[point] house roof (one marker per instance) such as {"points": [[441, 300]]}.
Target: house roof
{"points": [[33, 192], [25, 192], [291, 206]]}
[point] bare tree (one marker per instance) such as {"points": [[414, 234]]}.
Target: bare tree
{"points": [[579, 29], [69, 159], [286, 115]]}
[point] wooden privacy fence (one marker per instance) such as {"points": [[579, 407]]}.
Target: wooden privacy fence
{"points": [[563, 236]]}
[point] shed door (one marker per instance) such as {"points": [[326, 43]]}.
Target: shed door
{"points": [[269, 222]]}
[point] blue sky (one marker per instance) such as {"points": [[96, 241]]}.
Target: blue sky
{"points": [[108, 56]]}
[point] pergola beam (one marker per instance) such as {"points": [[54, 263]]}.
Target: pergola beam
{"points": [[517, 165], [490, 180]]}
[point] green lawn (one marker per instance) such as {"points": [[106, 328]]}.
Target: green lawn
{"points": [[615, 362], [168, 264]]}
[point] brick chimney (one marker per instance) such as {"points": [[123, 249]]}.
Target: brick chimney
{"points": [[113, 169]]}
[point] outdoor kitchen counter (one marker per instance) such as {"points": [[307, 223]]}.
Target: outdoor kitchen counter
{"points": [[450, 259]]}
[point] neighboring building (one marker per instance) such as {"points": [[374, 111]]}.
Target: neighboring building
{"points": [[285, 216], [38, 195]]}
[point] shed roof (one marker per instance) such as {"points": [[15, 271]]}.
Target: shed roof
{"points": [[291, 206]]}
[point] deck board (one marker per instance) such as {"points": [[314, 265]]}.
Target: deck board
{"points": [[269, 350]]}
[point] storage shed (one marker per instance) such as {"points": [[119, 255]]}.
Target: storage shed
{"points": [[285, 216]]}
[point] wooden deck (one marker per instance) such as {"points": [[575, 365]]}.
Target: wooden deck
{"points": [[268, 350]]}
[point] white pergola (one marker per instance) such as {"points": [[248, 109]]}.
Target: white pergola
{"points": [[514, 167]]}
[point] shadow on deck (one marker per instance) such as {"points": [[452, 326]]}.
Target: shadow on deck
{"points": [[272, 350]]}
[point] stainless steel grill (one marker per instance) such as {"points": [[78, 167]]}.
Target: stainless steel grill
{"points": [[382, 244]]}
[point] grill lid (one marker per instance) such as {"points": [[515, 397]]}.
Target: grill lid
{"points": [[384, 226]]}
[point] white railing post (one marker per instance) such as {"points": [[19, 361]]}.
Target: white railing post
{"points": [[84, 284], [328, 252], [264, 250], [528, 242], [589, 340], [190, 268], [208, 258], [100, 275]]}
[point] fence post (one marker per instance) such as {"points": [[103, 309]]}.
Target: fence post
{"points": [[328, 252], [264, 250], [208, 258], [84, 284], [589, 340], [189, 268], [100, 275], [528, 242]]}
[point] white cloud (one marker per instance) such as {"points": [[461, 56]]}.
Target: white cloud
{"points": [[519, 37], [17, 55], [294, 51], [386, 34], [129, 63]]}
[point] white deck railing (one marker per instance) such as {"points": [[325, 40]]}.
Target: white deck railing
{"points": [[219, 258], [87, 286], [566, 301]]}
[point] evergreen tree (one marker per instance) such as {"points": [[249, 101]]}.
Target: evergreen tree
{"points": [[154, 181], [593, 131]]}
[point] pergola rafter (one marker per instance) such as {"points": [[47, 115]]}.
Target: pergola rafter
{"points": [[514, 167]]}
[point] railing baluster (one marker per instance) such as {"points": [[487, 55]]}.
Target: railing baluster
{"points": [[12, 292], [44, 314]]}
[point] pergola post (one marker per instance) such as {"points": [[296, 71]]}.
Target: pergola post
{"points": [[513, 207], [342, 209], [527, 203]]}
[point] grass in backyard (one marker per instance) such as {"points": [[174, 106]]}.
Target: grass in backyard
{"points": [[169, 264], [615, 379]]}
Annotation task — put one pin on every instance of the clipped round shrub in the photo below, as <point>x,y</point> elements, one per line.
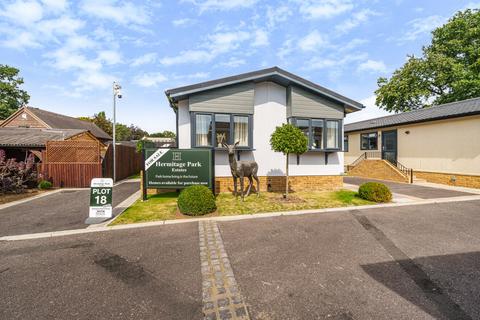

## [Exercise]
Set the records down again exactly, and omit any picture in them.

## [Written solution]
[point] house roof (one marker per instance) such as {"points": [[441, 300]]}.
Target: house roof
{"points": [[33, 192], [25, 192], [291, 206]]}
[point] bare tree (one marker per instance) such as {"points": [[414, 234]]}.
Target: bare tree
{"points": [[579, 29], [69, 159], [286, 115]]}
[point] wooden privacy fence (one marker per instance) such as {"points": [[579, 407]]}.
Target: wooden privacy fence
{"points": [[563, 236]]}
[point] shed door (one marker per instance) such as {"points": [[326, 43]]}.
Target: shed door
{"points": [[269, 222]]}
[point] blue sky (one marker per instance) such as {"points": [[96, 241]]}.
Target: blue sky
{"points": [[108, 56]]}
[point] pergola beam (one marker per instance) such as {"points": [[54, 263]]}.
Target: pergola beam
{"points": [[517, 165], [490, 180]]}
[point] green lawn (one marker per instance) such as {"points": [[106, 328]]}.
Target: green lawn
{"points": [[615, 362], [168, 264]]}
[point] brick chimney (one marker per instance) such as {"points": [[123, 249]]}.
Target: brick chimney
{"points": [[113, 169]]}
[point] outdoor kitchen counter (one marker per instance) such as {"points": [[307, 223]]}.
Target: outdoor kitchen counter
{"points": [[450, 259]]}
[point] neighboring building (one marker per instance) such as {"points": [[374, 111]]}.
Target: neighboring building
{"points": [[285, 216], [38, 195]]}
[point] shed roof (one marker per instance) such as {"points": [[15, 271]]}.
Target: shed roof
{"points": [[291, 206]]}
[point] deck board (one marker per instance) such as {"points": [[314, 265]]}.
Target: deck board
{"points": [[269, 350]]}
[point] storage shed (one marker per instance) such as {"points": [[119, 255]]}.
Target: storage shed
{"points": [[285, 216]]}
[point] wooden deck (one marker per instance) such as {"points": [[575, 365]]}.
Target: wooden deck
{"points": [[268, 350]]}
[point] white pergola (one marker per instance) such as {"points": [[248, 109]]}.
Target: white pergola
{"points": [[514, 167]]}
[point] shadow on deck (one marker per instance) such as {"points": [[452, 326]]}.
Target: shadow on deck
{"points": [[272, 350]]}
[point] stainless steel grill (one marker per instance) such as {"points": [[78, 167]]}.
Target: stainless steel grill
{"points": [[382, 244]]}
[point] grill lid (one marker per instance) such as {"points": [[515, 397]]}.
Target: grill lid
{"points": [[384, 226]]}
[point] white railing post (one marker per instance) such as {"points": [[19, 361]]}.
Target: white railing post
{"points": [[84, 284], [328, 252], [264, 250], [528, 242], [589, 340], [190, 268], [208, 258], [100, 275]]}
[point] fence post (one marker per instance) such as {"points": [[103, 309]]}.
Target: fence post
{"points": [[328, 252], [264, 250], [208, 258], [84, 284], [589, 340], [189, 268], [100, 275], [528, 242]]}
[point] white cloud (one marker per instance) such as {"points": [[461, 56]]}.
Target: white cloud
{"points": [[519, 37], [17, 55], [294, 51], [386, 34], [129, 63]]}
[point] white deck railing (one marker per instance) such as {"points": [[325, 40]]}.
Target: white deck railing
{"points": [[219, 258], [87, 286], [566, 301]]}
[point] evergreen tree (one marker per instance) such as {"points": [[249, 101]]}.
Target: evergreen tree
{"points": [[154, 181], [593, 131]]}
[point] pergola rafter (one marker per instance) such as {"points": [[47, 115]]}.
Target: pergola rafter
{"points": [[514, 167]]}
[point] railing baluster (one marker per instance) such as {"points": [[487, 55]]}.
Target: railing baluster
{"points": [[12, 292], [44, 314]]}
[point] pergola post (one marker per instance) such as {"points": [[296, 71]]}.
Target: pergola post
{"points": [[513, 207], [342, 209], [527, 203]]}
[point] grass in backyard (one marker per instance) such as {"points": [[174, 106]]}.
Target: grass in backyard
{"points": [[169, 264], [615, 379]]}
Annotation task — put one pin on every instance of the clipped round shrub in the photo below, as <point>x,y</point> elements, one per line.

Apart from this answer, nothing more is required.